*SELECTED EXTRACT:*

Patient population and induction chemotherapy regimens

The prospective single-center study protocol was approved by the Institution Review Board of our hospital (Clinical Trails Registration number was ChiCTR2100042863), and all participants signed a written informed consent. From January 2021 to May 2021, fifty-nine consecutively patients pathologically diagnosed NPC were prospectively enrolled.

The inclusion criteria were as follows: (1) histological diagnosis of nasopharyngeal carcinoma (according to AJCC 8th Head and Neck Tumor Staging Criteria: T1-4N2-3M0 but not T1-2N1M0, T3-4N0-1M0, as patients with locoregionally advanced NPC were more likely to receive IC in our center); (2) aged ranges from 18 to 70; (3) KPS ≥70 or ECOC 0–1; (4) be candidate to DCE-MR scan. (5) without any malignancies or anticancer treatment ever; (6) written informed consent. The exclusion criteria were as follows: (1) contraindications to IC; (2) MRI contraindications: metal implants such as dentures and prostheses in the mouth; (3) bad quality of obtained images constrained further analysis. All participants were asked to receive two cycles IC, docetaxel (70 mg/m2 on day 1) or Paclitaxel-albumin (260 mg/m2 on day 1), cisplatin (P) 40 mg/m2 on days 1 and 2. Totally 3 cases were excluded, 2 of them quitted as a result of chemotherapy related toxicities and the third one quitted due to Claustrophobia. There was no excluded case due to bad image quality.

Functional MRI techniques

All MRI exams were performed on a 3.0 T MR scanner (Signa HDx, GE Healthcare, Milwaukee, WI, USA). Each patient underwent MR imaging within 3 days before the IC and 21–24 days after the second cycle of IC. The MRI protocols consisted of conventional DWI, DKI, IVIM and DCE-MRI sequences, and all of which were implemented in the same examination.

Prior to DWI images, conventional MRI sequences, including axial, sagittal and coronal T2-weighted 2D turbo spin-echo images were obtained with a 16-channal neurovascular head and neck array coil. Subsequently, axial DWI was acquired using a single shot echo-planar imaging sequence, with b value of 0 and 600 mm2/s. The axial DKI sequence was performed using a single-shot spin echo echo planar imaging sequence with fast suppression. And the diffusion gradients were applied in three orthogonal gradient diffusion directions. The IVIM was acquired using a prototyped integrated specific slice dynamic Shim (iShim) sequence, the parameters of which were identical to those for DKI, except for using the multiple b values (detailed information was summarized in Additional file 1). DCE-MRI was acquired using FLASH 3D gradient echo sequence [31], to obtain four series of unenhanced images and thirty-one series of enhanced images without any delay after intravenous injection of 0.2 ml/kg of the contrast agent (Gd-TPA, Magnevist, Bayer Schering, Berlin, Germany). The automatic syringe pump was applied to inject the contrast agent, with a flow rate of 2 ml/s, followed by a 20 ml saline flush at the identical rate. The acquisition time of DWI, DKI, IVIM and DCE-MRI were 2:00, 4:09, 2:44 and 4:44 min respectively. After that, the axial, sagittal and coronal post-contrast T1 weighted 2D turbo spin-echo images with fat saturation were acquired in the same position as the T2WI. (Detailed information was summarized in Additional file 1).

*EXTRACTED INFORMATION:*
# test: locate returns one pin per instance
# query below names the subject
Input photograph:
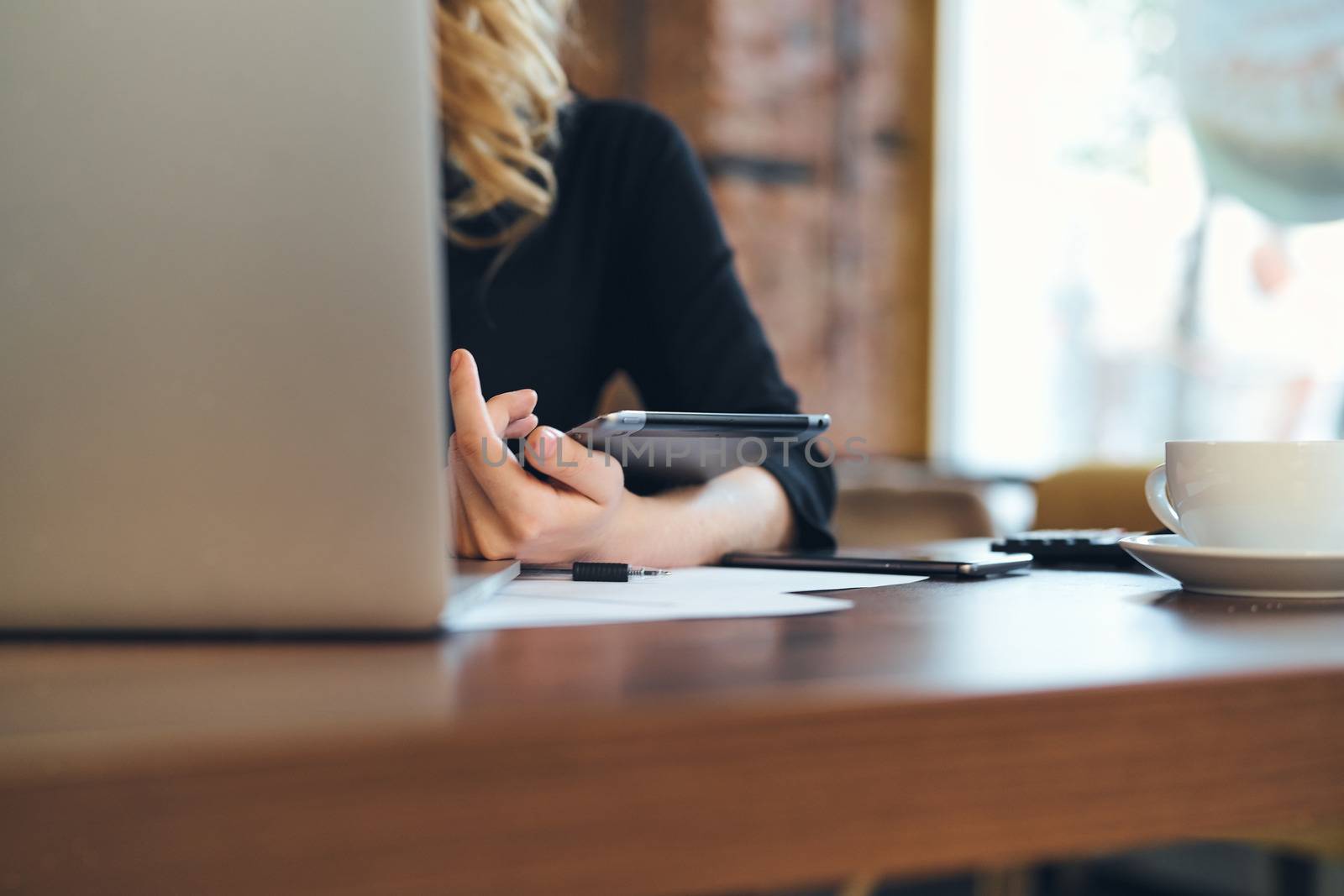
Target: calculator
(1085, 547)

*EXERCISE SET:*
a: Summarize the methods section in two sentences.
b: Substitute "scans" for "exams" and write out the part of the methods section starting with "Functional MRI techniques" and going on through "the same examination.".

*PER-TASK ANSWERS:*
a: This prospective single-center study enrolled fifty-nine patients with pathologically diagnosed NPC from January 2021 to May 2021 to receive two cycles of induction chemotherapy with docetaxel or paclitaxel-albumin plus cisplatin, and three were excluded: two for chemotherapy-related toxicities and one for claustrophobia. Each patient underwent 3.0 T MR imaging within 3 days before induction chemotherapy and 21–24 days after its second cycle, with conventional DWI, DKI, IVIM and DCE-MRI sequences all performed in the same examination.

b:
Functional MRI techniques

All MRI scans were performed on a 3.0 T MR scanner (Signa HDx, GE Healthcare, Milwaukee, WI, USA). Each patient underwent MR imaging within 3 days before the IC and 21–24 days after the second cycle of IC. The MRI protocols consisted of conventional DWI, DKI, IVIM and DCE-MRI sequences, and all of which were implemented in the same examination.